**GOAL OF THE EXERCISE**
Your task is to print all of the material verbatim.

--------

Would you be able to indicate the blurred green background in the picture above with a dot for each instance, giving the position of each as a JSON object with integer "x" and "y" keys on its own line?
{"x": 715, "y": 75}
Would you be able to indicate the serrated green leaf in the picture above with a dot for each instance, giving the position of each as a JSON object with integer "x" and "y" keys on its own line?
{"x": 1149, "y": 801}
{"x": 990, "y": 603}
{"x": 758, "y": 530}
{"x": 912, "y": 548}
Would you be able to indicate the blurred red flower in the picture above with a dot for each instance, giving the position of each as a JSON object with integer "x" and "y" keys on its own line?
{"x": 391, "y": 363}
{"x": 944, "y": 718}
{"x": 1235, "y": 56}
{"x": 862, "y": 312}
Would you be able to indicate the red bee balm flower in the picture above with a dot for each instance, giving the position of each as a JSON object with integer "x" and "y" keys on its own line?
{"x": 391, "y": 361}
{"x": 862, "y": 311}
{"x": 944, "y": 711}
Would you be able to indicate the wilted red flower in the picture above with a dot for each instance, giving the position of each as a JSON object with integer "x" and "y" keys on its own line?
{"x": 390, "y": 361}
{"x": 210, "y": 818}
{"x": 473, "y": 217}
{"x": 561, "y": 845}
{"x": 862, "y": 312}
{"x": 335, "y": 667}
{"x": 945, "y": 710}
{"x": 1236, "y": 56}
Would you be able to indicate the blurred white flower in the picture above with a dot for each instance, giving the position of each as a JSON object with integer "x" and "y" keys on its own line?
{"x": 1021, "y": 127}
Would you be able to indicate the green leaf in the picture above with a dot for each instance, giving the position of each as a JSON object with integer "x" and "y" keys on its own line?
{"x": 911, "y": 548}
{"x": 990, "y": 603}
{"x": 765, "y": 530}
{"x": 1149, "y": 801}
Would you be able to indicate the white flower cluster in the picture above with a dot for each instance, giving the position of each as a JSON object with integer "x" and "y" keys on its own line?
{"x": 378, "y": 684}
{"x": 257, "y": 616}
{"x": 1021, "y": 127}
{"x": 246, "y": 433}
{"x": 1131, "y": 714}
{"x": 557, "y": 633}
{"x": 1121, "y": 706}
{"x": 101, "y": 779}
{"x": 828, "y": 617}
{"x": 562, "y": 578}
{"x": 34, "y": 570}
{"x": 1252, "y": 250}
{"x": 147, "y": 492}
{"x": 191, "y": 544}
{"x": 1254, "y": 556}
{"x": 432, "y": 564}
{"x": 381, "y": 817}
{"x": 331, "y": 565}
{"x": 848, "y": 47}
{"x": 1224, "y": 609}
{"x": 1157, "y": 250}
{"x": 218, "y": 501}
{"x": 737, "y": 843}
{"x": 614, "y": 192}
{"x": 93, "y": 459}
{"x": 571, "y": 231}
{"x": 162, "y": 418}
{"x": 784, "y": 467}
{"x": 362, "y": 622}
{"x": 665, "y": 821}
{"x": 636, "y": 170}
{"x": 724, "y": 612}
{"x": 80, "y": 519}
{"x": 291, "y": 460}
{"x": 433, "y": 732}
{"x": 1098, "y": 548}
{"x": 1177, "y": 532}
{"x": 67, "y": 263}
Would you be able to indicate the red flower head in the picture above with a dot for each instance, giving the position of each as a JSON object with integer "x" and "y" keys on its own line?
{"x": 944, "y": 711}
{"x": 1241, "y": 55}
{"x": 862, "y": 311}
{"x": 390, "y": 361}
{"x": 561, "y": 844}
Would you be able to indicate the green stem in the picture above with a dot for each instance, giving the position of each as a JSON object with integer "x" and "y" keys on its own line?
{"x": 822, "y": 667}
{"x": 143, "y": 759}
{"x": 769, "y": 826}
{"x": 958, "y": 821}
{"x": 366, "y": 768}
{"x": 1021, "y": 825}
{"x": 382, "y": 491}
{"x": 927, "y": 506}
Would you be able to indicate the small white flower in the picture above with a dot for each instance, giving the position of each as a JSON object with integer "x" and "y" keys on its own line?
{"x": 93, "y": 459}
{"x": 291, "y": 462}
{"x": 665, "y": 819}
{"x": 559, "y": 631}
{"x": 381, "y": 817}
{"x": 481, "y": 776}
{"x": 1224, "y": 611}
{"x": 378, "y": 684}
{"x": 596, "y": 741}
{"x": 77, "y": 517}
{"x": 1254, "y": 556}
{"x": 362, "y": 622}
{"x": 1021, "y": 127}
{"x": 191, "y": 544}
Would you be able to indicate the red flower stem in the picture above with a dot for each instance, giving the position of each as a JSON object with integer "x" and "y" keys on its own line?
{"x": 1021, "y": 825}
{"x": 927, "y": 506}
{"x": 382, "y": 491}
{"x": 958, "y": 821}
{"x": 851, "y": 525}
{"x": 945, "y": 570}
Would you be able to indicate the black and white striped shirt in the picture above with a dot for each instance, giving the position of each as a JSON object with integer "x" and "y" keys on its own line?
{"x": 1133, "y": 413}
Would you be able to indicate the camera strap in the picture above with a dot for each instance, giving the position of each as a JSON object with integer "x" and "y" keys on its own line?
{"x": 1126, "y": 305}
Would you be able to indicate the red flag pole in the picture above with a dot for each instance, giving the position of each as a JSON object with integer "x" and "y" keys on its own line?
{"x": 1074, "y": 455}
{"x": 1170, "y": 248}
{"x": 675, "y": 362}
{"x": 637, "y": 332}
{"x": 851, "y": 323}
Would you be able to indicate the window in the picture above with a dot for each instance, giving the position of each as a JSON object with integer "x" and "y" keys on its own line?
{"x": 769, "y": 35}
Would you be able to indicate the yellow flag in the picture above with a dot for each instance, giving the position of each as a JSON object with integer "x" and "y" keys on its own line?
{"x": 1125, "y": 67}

--------

**RESULT OF THE TASK**
Would you be able to indicate the blurred green background in the picture above with a dot for each instance, giving the position of each as a JSON object with integer "x" and "y" keys on its own line?
{"x": 715, "y": 75}
Would you be able to indicate the serrated green leaf in the picture above with a dot for each instance, giving the position of each as a JSON object with integer "x" and "y" keys on its own line?
{"x": 1149, "y": 801}
{"x": 990, "y": 603}
{"x": 758, "y": 530}
{"x": 912, "y": 548}
Would you be able to indicate the blurred red flower in the picture above with a dot for each instance, giving the position of each as a JSON object with integer "x" and "y" keys on its own line?
{"x": 391, "y": 363}
{"x": 944, "y": 718}
{"x": 1235, "y": 56}
{"x": 862, "y": 312}
Would you be able to indicate the red bee balm flower in the picture above with a dot for each instance, giving the position of each as a JSON object with integer "x" and "y" keys on its own line?
{"x": 391, "y": 361}
{"x": 862, "y": 311}
{"x": 944, "y": 711}
Would you be able to indicate the wilted red flower in the picture above with a dot for each instance, giving the position of each as a JSON object with integer "x" and "y" keys on its own line?
{"x": 390, "y": 361}
{"x": 210, "y": 818}
{"x": 473, "y": 217}
{"x": 561, "y": 845}
{"x": 862, "y": 312}
{"x": 335, "y": 667}
{"x": 945, "y": 710}
{"x": 1236, "y": 56}
Would you be able to indicate the blurred white flower in the picture above with a dot for each instance, giving the position of each as a JSON object with integer "x" and "y" keys on its own line?
{"x": 1021, "y": 127}
Would you be able to indicate the green leaf in the picture above with a dot for each instance, giving the position of each as a JSON object with integer "x" and "y" keys on its own line?
{"x": 911, "y": 548}
{"x": 990, "y": 603}
{"x": 765, "y": 530}
{"x": 1149, "y": 801}
Would you be able to indicate the white flower cluster in the picture above with a dot for each instance, giving the position of each as a JSON object with integer "x" and "y" keys on its own line?
{"x": 378, "y": 684}
{"x": 257, "y": 616}
{"x": 1021, "y": 127}
{"x": 246, "y": 433}
{"x": 1131, "y": 714}
{"x": 557, "y": 633}
{"x": 1121, "y": 706}
{"x": 101, "y": 779}
{"x": 828, "y": 617}
{"x": 562, "y": 578}
{"x": 34, "y": 570}
{"x": 1252, "y": 250}
{"x": 147, "y": 492}
{"x": 191, "y": 544}
{"x": 1254, "y": 556}
{"x": 432, "y": 564}
{"x": 381, "y": 817}
{"x": 331, "y": 565}
{"x": 848, "y": 47}
{"x": 1224, "y": 609}
{"x": 1157, "y": 250}
{"x": 218, "y": 501}
{"x": 737, "y": 843}
{"x": 614, "y": 192}
{"x": 93, "y": 459}
{"x": 571, "y": 231}
{"x": 162, "y": 418}
{"x": 784, "y": 467}
{"x": 362, "y": 622}
{"x": 665, "y": 821}
{"x": 636, "y": 170}
{"x": 724, "y": 612}
{"x": 80, "y": 519}
{"x": 291, "y": 460}
{"x": 433, "y": 732}
{"x": 1098, "y": 548}
{"x": 1177, "y": 532}
{"x": 67, "y": 263}
Would you be able to indicate the red flower head in the picture above with a dot for each instance, giving the position of each as a JSON object with integer "x" and "y" keys on its own line?
{"x": 944, "y": 711}
{"x": 1241, "y": 55}
{"x": 862, "y": 311}
{"x": 390, "y": 361}
{"x": 561, "y": 844}
Would you be able to indicate the green stem in the picture above with a dot for each instance, giving the position of each as a JSON object with integer "x" and "y" keys on its own line?
{"x": 822, "y": 667}
{"x": 143, "y": 759}
{"x": 769, "y": 826}
{"x": 958, "y": 821}
{"x": 366, "y": 768}
{"x": 1021, "y": 825}
{"x": 382, "y": 491}
{"x": 927, "y": 506}
Would you be able to indicate the small white flower in the picture above with a dot for each instance, giving the position of each as a JSON object with integer "x" and "y" keys on its own line?
{"x": 93, "y": 459}
{"x": 291, "y": 462}
{"x": 665, "y": 819}
{"x": 559, "y": 631}
{"x": 381, "y": 817}
{"x": 481, "y": 776}
{"x": 1224, "y": 611}
{"x": 378, "y": 684}
{"x": 596, "y": 741}
{"x": 77, "y": 517}
{"x": 1254, "y": 556}
{"x": 362, "y": 622}
{"x": 1021, "y": 127}
{"x": 191, "y": 544}
Would you be able to indicate the red flower stem in the picture above with a dot for each instance, giving the position of each as a JSON object with integer "x" and "y" keys on its own line?
{"x": 1021, "y": 825}
{"x": 927, "y": 506}
{"x": 382, "y": 491}
{"x": 958, "y": 821}
{"x": 851, "y": 525}
{"x": 945, "y": 570}
Would you be able to indicate the black and white striped shirt in the picture above with a dot for each instance, giving the position of each as a JSON object with integer "x" and "y" keys on its own line?
{"x": 1133, "y": 413}
Would you be able to indicate the camera strap in the picture above with a dot for each instance, giving the position of each as a JSON object with integer "x" and "y" keys on its own line?
{"x": 1126, "y": 305}
Would you be able to indicate the red flag pole in the picture above with a dot for each instance, giving the position of each as a JSON object with integer "x" and "y" keys on its own line?
{"x": 1074, "y": 455}
{"x": 1170, "y": 248}
{"x": 675, "y": 362}
{"x": 637, "y": 332}
{"x": 851, "y": 323}
Would you be able to indicate the window in the picture above with a dot for each instance, giving the position of each as a JSON object with integer "x" and "y" keys on its own line?
{"x": 769, "y": 35}
Would you be able to indicate the yellow flag in the picture above with a dot for each instance, giving the position of each as a JSON object with integer "x" and "y" keys on its own line?
{"x": 1125, "y": 67}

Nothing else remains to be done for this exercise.